START MATERIAL TO PROCESS

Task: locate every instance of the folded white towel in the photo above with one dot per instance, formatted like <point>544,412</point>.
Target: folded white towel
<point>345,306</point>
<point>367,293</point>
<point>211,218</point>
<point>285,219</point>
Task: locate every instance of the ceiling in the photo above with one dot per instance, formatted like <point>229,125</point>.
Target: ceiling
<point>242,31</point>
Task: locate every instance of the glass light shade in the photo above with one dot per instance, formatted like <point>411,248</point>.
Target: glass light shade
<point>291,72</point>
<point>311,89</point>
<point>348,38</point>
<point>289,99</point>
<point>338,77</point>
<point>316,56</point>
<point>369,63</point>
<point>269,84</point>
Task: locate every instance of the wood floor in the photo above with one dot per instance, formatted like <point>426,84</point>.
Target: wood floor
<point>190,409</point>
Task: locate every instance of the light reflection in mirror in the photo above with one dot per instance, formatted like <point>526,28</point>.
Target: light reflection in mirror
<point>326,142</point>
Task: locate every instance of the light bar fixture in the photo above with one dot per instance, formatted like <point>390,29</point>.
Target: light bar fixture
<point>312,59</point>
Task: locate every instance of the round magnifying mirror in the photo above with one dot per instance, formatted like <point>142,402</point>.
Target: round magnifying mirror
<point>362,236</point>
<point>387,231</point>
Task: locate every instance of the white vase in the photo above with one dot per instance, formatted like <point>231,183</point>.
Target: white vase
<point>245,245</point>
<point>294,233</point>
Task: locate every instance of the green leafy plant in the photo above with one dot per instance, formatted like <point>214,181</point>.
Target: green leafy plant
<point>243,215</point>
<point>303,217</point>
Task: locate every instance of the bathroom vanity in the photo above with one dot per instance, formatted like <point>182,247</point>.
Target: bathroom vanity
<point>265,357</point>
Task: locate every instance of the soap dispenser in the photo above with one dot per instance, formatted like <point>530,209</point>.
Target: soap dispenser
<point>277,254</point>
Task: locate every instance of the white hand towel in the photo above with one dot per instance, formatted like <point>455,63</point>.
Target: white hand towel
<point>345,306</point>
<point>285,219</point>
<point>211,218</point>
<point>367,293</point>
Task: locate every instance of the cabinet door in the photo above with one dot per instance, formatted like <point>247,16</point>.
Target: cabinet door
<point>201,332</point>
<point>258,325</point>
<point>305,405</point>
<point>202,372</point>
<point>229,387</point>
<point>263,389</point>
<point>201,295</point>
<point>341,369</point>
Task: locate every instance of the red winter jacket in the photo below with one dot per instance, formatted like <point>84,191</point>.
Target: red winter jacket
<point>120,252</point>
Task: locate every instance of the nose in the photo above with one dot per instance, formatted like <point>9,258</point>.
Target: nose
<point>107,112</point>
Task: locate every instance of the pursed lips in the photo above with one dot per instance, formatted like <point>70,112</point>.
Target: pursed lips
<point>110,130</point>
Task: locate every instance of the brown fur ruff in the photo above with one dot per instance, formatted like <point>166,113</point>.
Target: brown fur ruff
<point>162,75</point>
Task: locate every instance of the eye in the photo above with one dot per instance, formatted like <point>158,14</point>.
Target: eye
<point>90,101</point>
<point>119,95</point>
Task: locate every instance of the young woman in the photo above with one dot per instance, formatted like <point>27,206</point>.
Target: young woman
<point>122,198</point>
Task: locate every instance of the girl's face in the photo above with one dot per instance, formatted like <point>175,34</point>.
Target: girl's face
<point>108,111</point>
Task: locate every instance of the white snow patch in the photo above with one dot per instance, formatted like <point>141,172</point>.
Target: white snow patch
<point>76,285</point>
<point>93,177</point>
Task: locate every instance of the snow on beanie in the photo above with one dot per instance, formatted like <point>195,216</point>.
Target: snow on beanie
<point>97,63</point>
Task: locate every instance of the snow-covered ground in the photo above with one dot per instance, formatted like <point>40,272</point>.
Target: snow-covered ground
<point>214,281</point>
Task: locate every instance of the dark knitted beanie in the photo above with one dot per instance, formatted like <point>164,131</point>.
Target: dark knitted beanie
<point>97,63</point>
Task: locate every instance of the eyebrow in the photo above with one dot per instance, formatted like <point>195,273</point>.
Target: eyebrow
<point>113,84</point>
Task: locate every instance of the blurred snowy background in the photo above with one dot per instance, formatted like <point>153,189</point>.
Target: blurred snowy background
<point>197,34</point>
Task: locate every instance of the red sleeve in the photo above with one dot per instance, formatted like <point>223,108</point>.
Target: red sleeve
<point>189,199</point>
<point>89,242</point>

END MATERIAL TO PROCESS

> WHAT YOU ARE ASKED TO DO: Nothing in the records may be dropped; reproduce them exactly.

> WRITTEN RESPONSE:
Task: locate every instance of the folded white towel in the photo above with one dot per instance, formatted like <point>544,412</point>.
Target: folded white towel
<point>345,306</point>
<point>367,293</point>
<point>211,218</point>
<point>285,219</point>
Task: locate every instance of the ceiling in the photo above with one dot per instance, formatted like <point>229,125</point>.
Target: ceiling
<point>242,31</point>
Task: locate every instance of the glass light shade in the photo above with one dot per instance, formatted like <point>411,248</point>.
Target: glass light shade
<point>291,72</point>
<point>311,89</point>
<point>348,38</point>
<point>289,99</point>
<point>338,77</point>
<point>316,56</point>
<point>369,63</point>
<point>269,84</point>
Task: locate every instance of the wood floor in the photo above with one dot per instance, formatted like <point>426,84</point>.
Target: wood floor
<point>190,409</point>
Task: locate every instance of the light reflection in mirror in the photo above with one dot per instance, formatted like <point>526,28</point>.
Target: light reflection in mirror
<point>326,142</point>
Task: locate every instance of the light bar fixture in the photo above with one dot per instance, formatted like <point>390,29</point>.
Target: light bar fixture
<point>312,59</point>
Task: locate every instance of the round magnifying mirror in the photo above with one dot per instance, formatted like <point>142,402</point>.
Target: round magnifying mirror
<point>362,236</point>
<point>387,231</point>
Task: locate every instance of the white vase in the photo above with one dot per instance, formatted like <point>231,183</point>.
Target: white vase
<point>245,245</point>
<point>294,233</point>
Task: locate every instance of the green leafy plant in the photo above with one dot per instance, formatted like <point>214,181</point>.
Target: green leafy plant
<point>243,215</point>
<point>303,217</point>
Task: locate every instance of the bathroom vanity in the photo above with one dot per instance, formatted like <point>182,247</point>.
Target: bathroom vanity
<point>265,357</point>
Task: locate every instance of the soap dispenser in the photo above with one dot per instance, formatted like <point>530,209</point>.
Target: soap dispenser
<point>277,254</point>
Task: locate every instance of the white hand towel in the photo above with one dot per instance, formatted like <point>455,63</point>.
Target: white hand towel
<point>345,306</point>
<point>285,219</point>
<point>211,218</point>
<point>367,293</point>
Task: locate every instance of the cabinet door in the photo above with one dot per instance, formatted like <point>247,16</point>.
Target: cabinet door
<point>201,332</point>
<point>258,325</point>
<point>305,405</point>
<point>202,372</point>
<point>229,387</point>
<point>263,389</point>
<point>201,295</point>
<point>341,369</point>
Task: locate every instance of the red winter jacket in the photo below with one dot per instance, formatted like <point>84,191</point>.
Target: red winter jacket
<point>120,252</point>
Task: locate every instance of the nose in the photo above with one dot per instance, formatted like <point>9,258</point>.
Target: nose
<point>107,112</point>
Task: locate every instance of the pursed lips in the photo above with one dot per instance, formatted like <point>70,112</point>.
Target: pursed lips
<point>110,130</point>
Task: locate every instance of the brown fur ruff in the photo above with one dot per instance, formatted like <point>166,113</point>.
Target: brown fur ruff
<point>162,75</point>
Task: locate every instance of the eye in the photo above with one dot per instance, formatted like <point>158,14</point>.
Target: eye
<point>90,101</point>
<point>119,95</point>
Task: locate every instance of the young woman in the photo above with one dot per instance, formatted like <point>27,206</point>.
Target: young woman
<point>122,198</point>
Task: locate every instance of the girl's face in the photo above with one dot per instance, formatted like <point>175,34</point>.
Target: girl's face
<point>108,111</point>
Task: locate every instance of the white snow patch in the photo above with one dot per instance, formatted like <point>141,172</point>.
Target: white snow patch
<point>76,285</point>
<point>93,177</point>
Task: locate every instance of the snow on beanie in the photo above with one dot per instance, formatted like <point>195,216</point>.
Target: snow on beanie
<point>97,63</point>
Task: locate every instance of the snow-covered ground in the photo above with one dot per instance, formatted like <point>40,272</point>.
Target: snow-covered ground
<point>214,281</point>
Task: locate every instance of the dark knitted beanie in the photo above with one dot per instance, formatted like <point>164,131</point>.
Target: dark knitted beanie
<point>97,63</point>
Task: locate every instance of the eyebrow in the photo above with one dot per instance, formatted like <point>195,273</point>.
Target: eyebrow
<point>113,84</point>
Task: locate every instance of the blurred snowy background in the photo above with one dot per instance, formatted like <point>153,189</point>.
Target: blurred snowy background
<point>197,34</point>
Task: locate every instance of the red sleeve in the photo above with one dot per instance, formatted like <point>223,108</point>.
Target: red sleeve
<point>189,199</point>
<point>89,242</point>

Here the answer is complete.